Reproduce the material below word for word, from its first line through the line containing "[[702, 307], [555, 548]]", including both.

----

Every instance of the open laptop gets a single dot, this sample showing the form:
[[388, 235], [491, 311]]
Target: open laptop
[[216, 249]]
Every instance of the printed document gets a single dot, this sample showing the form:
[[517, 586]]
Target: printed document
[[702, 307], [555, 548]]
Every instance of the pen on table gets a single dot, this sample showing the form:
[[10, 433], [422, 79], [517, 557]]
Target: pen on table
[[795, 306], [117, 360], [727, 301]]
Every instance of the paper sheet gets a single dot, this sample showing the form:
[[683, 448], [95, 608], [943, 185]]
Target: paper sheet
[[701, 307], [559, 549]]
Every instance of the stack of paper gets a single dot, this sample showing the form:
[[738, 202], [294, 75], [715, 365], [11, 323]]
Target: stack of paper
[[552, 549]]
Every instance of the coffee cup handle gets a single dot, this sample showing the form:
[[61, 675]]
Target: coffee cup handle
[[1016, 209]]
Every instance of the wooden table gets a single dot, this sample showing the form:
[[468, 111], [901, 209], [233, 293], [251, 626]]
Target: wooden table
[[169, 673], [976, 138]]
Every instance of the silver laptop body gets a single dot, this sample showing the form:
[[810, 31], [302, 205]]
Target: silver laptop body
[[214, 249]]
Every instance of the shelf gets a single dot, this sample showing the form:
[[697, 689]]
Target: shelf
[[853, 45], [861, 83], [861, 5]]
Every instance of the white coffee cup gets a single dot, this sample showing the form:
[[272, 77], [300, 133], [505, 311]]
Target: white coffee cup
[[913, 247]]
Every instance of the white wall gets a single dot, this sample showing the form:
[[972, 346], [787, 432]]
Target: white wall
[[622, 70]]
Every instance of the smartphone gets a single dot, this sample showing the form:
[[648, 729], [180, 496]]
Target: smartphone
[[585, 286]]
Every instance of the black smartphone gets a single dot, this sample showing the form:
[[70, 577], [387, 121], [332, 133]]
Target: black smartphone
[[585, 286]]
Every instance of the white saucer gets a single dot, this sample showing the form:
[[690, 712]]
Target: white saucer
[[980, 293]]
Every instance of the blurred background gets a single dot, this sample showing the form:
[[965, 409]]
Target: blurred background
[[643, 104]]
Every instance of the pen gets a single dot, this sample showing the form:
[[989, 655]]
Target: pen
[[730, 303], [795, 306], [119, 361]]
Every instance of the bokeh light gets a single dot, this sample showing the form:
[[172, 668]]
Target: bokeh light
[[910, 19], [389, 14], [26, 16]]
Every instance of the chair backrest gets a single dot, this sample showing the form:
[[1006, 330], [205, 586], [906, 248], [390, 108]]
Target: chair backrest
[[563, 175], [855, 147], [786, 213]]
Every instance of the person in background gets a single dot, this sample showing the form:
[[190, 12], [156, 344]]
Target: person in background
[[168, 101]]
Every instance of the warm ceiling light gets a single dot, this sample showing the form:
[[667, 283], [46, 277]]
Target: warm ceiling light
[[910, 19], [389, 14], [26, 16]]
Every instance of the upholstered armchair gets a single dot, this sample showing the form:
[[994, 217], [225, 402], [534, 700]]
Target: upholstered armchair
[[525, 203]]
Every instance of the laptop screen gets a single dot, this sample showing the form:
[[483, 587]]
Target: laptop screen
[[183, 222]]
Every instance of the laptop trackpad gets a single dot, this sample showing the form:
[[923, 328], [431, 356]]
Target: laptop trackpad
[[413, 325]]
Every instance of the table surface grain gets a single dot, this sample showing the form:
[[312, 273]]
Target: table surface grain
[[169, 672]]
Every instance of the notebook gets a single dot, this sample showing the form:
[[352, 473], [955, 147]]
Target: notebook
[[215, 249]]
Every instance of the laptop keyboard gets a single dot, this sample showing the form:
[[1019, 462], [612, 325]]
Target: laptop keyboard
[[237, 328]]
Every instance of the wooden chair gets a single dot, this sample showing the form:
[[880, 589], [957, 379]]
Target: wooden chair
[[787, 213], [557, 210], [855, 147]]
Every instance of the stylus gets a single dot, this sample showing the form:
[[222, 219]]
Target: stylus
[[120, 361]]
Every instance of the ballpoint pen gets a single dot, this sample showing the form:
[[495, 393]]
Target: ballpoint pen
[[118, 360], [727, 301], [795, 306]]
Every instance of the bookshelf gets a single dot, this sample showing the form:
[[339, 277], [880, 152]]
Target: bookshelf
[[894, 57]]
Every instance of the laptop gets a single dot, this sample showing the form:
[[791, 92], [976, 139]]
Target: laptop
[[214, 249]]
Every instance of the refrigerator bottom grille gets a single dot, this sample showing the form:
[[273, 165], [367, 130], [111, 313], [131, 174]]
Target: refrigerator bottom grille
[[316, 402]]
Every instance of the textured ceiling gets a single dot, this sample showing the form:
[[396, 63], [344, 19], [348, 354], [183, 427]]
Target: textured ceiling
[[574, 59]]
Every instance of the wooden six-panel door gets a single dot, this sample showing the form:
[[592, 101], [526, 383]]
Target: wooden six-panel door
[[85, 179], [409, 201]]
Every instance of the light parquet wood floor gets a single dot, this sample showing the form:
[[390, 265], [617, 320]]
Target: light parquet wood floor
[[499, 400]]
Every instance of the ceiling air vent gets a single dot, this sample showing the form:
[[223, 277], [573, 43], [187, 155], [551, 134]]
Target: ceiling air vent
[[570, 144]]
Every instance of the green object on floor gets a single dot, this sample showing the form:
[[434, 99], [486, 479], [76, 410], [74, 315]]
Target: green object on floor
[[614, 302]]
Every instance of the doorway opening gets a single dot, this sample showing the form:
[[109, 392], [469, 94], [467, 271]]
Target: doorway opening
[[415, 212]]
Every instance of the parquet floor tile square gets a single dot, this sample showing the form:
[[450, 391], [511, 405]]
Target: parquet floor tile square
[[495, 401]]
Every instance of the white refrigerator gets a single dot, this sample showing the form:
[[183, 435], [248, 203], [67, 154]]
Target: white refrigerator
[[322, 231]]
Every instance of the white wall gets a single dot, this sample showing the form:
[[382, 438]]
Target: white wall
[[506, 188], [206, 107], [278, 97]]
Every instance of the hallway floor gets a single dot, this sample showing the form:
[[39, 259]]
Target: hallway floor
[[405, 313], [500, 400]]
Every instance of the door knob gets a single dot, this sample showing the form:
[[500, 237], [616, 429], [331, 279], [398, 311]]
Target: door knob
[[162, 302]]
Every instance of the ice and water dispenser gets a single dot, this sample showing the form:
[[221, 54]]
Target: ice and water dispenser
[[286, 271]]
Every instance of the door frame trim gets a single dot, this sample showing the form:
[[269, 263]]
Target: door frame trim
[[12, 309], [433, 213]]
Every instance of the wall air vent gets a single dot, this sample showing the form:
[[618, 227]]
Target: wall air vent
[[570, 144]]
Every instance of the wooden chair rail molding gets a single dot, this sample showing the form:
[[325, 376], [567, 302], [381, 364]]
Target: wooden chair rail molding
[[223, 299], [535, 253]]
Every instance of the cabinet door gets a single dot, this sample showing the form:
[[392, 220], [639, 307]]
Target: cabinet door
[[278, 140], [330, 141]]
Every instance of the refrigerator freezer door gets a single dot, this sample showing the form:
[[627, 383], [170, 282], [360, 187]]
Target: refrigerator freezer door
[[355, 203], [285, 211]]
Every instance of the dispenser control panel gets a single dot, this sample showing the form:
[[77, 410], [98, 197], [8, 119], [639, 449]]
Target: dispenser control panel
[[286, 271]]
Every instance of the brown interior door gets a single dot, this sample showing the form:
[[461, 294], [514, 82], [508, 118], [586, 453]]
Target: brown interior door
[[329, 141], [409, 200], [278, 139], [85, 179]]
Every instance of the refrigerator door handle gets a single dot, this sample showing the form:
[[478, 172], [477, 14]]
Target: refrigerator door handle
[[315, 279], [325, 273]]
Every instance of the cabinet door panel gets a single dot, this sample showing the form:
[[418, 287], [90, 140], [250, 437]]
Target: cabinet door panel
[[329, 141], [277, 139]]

----

_OUTPUT FOR THIS EXERCISE_
Every instance of the open laptop gets a single dot, this sample showing the form:
[[388, 235], [491, 311]]
Target: open laptop
[[216, 249]]
Every instance of the printed document gets a single dot, this sample showing the form:
[[517, 586]]
Target: printed document
[[702, 307], [555, 548]]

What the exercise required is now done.